DATASET:
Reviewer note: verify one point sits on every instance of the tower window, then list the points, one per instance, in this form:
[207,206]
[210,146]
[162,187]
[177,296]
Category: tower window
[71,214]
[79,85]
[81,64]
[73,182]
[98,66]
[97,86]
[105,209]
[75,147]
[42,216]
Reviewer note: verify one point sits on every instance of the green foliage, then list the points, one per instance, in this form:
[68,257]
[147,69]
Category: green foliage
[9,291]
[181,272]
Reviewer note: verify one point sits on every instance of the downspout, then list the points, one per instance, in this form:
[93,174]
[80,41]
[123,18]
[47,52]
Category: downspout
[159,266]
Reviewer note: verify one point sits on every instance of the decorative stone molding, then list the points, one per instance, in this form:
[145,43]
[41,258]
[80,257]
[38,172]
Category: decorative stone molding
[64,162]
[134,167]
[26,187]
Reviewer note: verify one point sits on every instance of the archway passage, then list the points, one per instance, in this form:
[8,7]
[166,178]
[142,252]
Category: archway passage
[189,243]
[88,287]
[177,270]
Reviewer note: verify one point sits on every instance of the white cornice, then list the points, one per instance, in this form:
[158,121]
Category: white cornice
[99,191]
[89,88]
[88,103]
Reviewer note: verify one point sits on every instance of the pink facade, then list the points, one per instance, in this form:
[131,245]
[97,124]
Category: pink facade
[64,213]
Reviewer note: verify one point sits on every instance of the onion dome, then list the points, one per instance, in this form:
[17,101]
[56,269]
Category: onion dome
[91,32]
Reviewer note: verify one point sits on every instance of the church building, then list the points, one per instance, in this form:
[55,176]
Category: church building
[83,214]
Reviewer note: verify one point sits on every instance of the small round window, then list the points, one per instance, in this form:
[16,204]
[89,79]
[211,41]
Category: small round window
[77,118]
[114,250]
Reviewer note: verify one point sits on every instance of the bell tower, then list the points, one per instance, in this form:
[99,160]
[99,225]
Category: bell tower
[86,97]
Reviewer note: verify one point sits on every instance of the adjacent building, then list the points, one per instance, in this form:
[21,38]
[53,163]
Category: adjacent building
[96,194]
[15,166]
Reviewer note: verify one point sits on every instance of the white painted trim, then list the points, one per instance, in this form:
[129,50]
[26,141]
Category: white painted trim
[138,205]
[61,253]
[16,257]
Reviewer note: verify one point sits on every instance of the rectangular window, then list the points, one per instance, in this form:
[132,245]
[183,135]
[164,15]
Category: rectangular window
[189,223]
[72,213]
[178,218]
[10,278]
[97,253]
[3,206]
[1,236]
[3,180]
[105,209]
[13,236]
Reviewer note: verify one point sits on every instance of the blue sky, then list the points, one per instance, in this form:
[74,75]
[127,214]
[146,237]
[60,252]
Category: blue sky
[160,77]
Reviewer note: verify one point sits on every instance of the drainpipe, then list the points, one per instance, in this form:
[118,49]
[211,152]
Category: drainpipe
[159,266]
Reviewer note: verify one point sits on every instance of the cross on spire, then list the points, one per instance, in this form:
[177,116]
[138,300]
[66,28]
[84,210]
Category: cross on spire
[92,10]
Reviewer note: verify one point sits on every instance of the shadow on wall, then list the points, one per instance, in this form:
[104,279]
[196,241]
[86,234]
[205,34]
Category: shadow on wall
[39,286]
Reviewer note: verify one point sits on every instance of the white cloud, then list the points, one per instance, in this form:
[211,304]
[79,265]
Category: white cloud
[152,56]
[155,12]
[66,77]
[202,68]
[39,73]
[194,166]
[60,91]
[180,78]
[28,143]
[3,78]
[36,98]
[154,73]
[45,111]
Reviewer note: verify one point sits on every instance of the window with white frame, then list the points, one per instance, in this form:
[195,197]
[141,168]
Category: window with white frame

REQUIREMENTS: With the line containing "white cloud, then" as the first and the last line of the records as the final one, print exactly the lines in that span.

EXERCISE RESULT:
Reviewer note: verify one point sits on every instance of the white cloud, then list the points, one per instance, in this form:
[211,304]
[79,265]
Category: white cloud
[152,56]
[155,12]
[66,77]
[202,68]
[39,73]
[194,166]
[60,91]
[180,78]
[28,143]
[3,78]
[36,98]
[154,73]
[45,111]
Reviewer note: verify one point sits on every instance of the window with white frame, then list the points, one per instance, in this form:
[195,197]
[141,168]
Category: window with white frame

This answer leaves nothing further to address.